Echinocandins: A promising new antifungal group

GK Randhawa, G Sharma 
 Department of Pharmacology, Government Medical College, Amritsar, Punjab, India

Correspondence Address:
G K Randhawa
338-‘D’ Block, Ranjit Avenue, Amritsar - 143001
India

Abstract

Echinocandins are a new option for fungal infections. They are fungicidal and less toxic to the host by virtue of their novel mechanism of action. They are b-1, 3-glucan synthase inhibitors. FDA, USA has approved caspofungin for treatment of invasive aspergillosis in patients who fail to respond or are unable to tolerate other antifungals. Two other agents are in phase III clinical trials – micafungin and anidulafungin. Caspofungin among echinocandins has been studied vastly and offers apparent exciting advantages of a broad spectrum of activity including strains of fungi resistant to other antifungal agents, tolerability profile, with no nephrotoxicity and hepatotoxicity as compared to azole and macrolide antifungals. It may be effective in AIDS-related candidal esophagitis, oropharyngeal candidiasis, fungal pneumonia and nonmeningeal coccidioidomycosis. Clinical trials are required to ascertain their safety in special groups—pediatric, pregnant and nursing mothers. Echinocandins provide an exciting option for combination therapy with other antifungals in fulminant fungal infections.

RECORD EXTRACTS:
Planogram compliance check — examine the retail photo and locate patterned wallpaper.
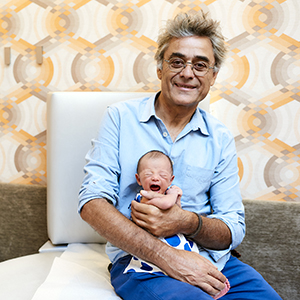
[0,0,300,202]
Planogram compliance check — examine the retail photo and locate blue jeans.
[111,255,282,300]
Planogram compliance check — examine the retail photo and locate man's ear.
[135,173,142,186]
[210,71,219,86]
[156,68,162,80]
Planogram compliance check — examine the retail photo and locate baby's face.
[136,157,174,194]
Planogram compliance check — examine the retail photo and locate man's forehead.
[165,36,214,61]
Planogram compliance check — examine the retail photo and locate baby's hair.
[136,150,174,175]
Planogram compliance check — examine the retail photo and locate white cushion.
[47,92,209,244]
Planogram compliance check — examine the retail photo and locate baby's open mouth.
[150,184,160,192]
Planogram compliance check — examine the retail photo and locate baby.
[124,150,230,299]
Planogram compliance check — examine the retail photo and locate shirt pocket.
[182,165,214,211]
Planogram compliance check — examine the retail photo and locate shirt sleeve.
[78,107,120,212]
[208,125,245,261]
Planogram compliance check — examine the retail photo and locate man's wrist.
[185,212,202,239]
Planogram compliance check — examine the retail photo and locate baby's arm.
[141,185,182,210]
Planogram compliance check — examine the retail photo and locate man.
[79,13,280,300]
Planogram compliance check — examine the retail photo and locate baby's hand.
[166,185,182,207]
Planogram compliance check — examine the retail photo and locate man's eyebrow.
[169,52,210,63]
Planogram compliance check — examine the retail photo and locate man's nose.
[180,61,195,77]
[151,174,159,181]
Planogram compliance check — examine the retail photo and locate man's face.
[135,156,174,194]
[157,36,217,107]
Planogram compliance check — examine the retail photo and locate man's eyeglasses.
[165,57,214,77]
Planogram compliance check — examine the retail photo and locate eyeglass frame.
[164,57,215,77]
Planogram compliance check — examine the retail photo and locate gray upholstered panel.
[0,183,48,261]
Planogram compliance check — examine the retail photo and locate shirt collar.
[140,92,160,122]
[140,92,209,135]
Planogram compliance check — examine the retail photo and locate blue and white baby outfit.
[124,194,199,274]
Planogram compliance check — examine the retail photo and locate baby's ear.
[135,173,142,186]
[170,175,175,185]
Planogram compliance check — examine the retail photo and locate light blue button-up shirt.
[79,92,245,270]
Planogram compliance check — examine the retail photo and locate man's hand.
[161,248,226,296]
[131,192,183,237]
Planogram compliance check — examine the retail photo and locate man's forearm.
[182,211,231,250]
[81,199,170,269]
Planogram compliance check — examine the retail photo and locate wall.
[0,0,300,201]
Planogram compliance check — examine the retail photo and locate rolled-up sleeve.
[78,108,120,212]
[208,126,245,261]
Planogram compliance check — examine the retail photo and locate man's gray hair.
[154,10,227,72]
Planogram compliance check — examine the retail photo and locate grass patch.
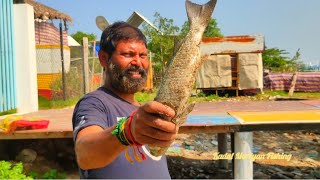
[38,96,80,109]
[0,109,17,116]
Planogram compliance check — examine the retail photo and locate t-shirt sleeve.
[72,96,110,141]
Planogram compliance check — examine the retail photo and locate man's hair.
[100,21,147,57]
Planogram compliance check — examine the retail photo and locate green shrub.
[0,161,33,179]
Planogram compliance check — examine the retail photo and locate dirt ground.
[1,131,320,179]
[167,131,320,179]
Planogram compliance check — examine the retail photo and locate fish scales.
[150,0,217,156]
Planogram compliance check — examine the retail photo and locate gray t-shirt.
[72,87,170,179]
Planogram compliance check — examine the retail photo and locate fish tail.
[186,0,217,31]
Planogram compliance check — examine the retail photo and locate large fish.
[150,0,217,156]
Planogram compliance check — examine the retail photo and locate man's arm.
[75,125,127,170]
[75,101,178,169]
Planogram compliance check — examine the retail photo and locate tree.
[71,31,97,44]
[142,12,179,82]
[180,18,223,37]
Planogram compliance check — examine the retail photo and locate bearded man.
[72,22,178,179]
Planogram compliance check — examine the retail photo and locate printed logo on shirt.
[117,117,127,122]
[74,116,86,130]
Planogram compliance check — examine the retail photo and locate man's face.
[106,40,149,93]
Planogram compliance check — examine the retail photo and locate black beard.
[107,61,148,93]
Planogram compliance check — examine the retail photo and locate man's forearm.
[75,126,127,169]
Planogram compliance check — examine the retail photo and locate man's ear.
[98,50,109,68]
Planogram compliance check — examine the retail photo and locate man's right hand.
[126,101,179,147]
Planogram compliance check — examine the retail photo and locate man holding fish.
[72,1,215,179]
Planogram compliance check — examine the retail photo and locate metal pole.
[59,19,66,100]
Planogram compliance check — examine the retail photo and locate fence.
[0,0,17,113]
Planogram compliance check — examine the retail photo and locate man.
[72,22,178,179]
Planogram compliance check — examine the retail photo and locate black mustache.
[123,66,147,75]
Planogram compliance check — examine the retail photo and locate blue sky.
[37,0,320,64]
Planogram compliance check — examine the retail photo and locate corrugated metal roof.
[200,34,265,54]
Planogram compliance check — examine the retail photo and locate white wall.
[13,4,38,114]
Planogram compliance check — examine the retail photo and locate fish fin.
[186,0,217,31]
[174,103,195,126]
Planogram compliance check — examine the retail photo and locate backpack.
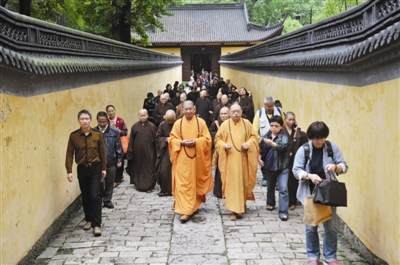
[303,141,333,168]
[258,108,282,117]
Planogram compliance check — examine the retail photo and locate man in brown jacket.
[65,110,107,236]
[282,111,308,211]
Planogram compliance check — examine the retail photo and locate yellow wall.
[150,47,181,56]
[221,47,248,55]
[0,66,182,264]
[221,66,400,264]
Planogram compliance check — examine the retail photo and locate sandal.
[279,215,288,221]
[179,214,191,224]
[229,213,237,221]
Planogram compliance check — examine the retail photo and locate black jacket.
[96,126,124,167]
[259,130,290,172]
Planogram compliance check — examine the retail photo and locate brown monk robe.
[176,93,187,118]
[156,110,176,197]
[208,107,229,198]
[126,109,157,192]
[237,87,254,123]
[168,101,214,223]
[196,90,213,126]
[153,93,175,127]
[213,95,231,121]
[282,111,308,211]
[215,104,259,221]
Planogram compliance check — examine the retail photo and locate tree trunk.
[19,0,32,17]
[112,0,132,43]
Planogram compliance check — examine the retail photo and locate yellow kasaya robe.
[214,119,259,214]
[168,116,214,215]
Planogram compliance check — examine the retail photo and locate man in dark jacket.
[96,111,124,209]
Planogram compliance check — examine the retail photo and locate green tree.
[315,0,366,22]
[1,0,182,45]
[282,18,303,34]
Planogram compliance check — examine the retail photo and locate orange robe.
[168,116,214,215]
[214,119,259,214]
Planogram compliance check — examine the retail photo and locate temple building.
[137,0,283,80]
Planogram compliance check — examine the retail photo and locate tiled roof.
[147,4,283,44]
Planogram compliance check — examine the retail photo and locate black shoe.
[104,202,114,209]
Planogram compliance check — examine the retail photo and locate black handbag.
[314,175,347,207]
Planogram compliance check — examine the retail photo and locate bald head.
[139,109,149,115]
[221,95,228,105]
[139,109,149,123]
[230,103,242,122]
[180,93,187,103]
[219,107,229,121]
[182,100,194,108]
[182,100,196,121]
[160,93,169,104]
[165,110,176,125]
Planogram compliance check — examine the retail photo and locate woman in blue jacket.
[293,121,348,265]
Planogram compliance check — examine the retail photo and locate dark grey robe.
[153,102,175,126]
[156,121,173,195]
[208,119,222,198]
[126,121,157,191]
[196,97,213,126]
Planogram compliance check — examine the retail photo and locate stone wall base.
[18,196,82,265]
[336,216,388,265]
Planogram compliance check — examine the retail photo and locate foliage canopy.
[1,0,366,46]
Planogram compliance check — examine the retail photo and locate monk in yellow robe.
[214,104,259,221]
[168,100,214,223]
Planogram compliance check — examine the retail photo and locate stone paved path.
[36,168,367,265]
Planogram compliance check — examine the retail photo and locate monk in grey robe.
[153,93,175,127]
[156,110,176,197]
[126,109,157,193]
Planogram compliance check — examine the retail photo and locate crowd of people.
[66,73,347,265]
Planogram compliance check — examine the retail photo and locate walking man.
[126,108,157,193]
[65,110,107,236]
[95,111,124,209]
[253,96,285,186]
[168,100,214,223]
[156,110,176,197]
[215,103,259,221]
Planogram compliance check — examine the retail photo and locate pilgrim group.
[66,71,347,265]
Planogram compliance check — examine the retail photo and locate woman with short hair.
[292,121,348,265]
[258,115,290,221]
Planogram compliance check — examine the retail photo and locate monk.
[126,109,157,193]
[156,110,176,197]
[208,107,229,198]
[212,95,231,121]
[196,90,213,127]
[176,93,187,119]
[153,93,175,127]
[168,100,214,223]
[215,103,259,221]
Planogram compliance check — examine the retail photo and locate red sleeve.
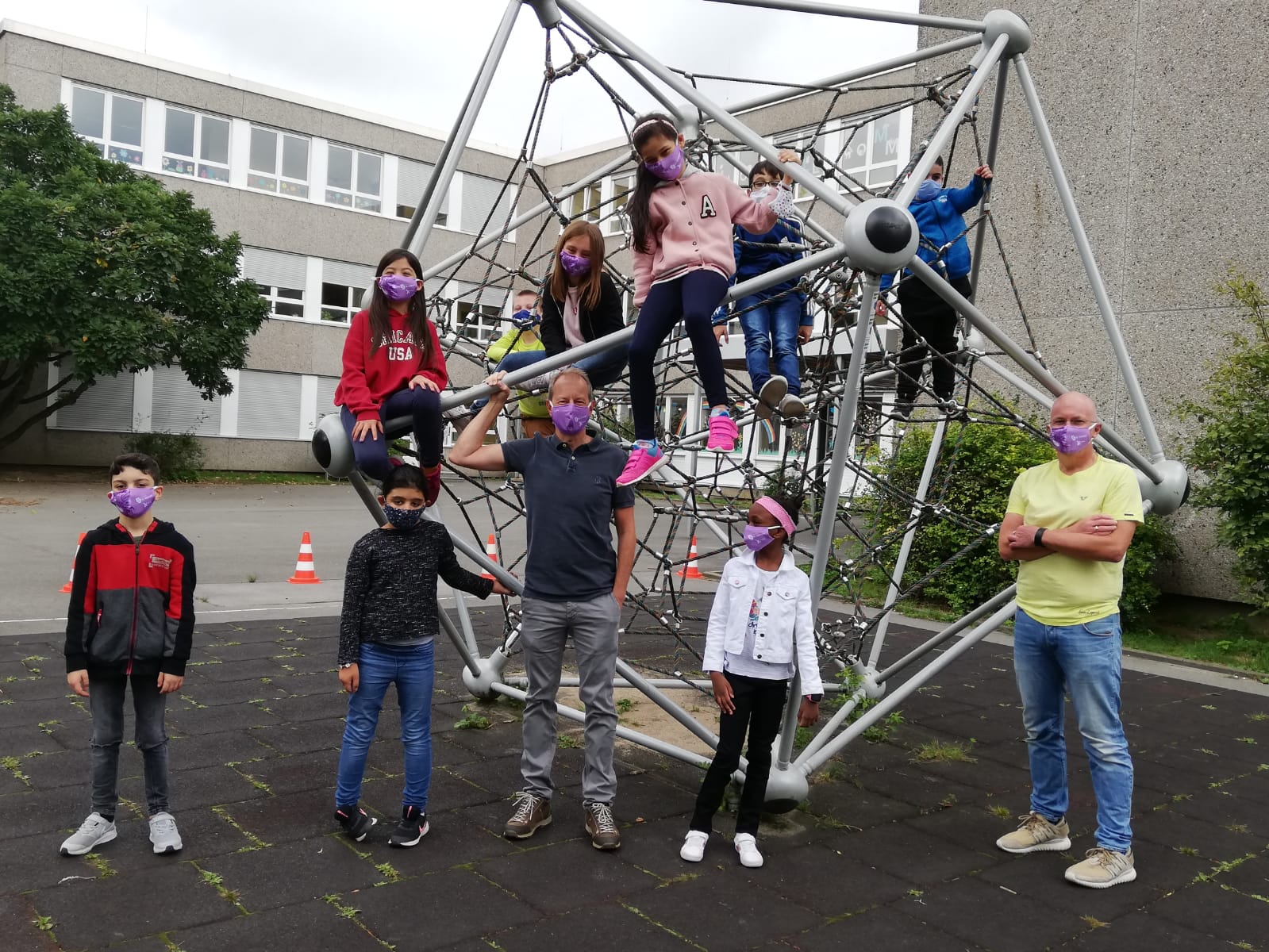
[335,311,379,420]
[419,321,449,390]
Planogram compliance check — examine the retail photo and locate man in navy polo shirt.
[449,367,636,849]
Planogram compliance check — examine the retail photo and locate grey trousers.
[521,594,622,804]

PROBLEM SET:
a - Answer these questions from the echinocandins abstract:
(i) What class of inhibitors does the abstract say echinocandins are?
(ii) Which two agents are in phase III clinical trials?
(iii) Which special groups does the abstract say need clinical trials to ascertain safety?
b - List every condition named in the echinocandins abstract's sentence that begins "It may be effective in".

SOLUTIONS:
a -
(i) b-1, 3-glucan synthase inhibitors
(ii) Micafungin and anidulafungin
(iii) Pediatric patients, pregnant women and nursing mothers

b -
- AIDS-related candidal esophagitis
- Oropharyngeal candidiasis
- Fungal pneumonia
- Nonmeningeal coccidioidomycosis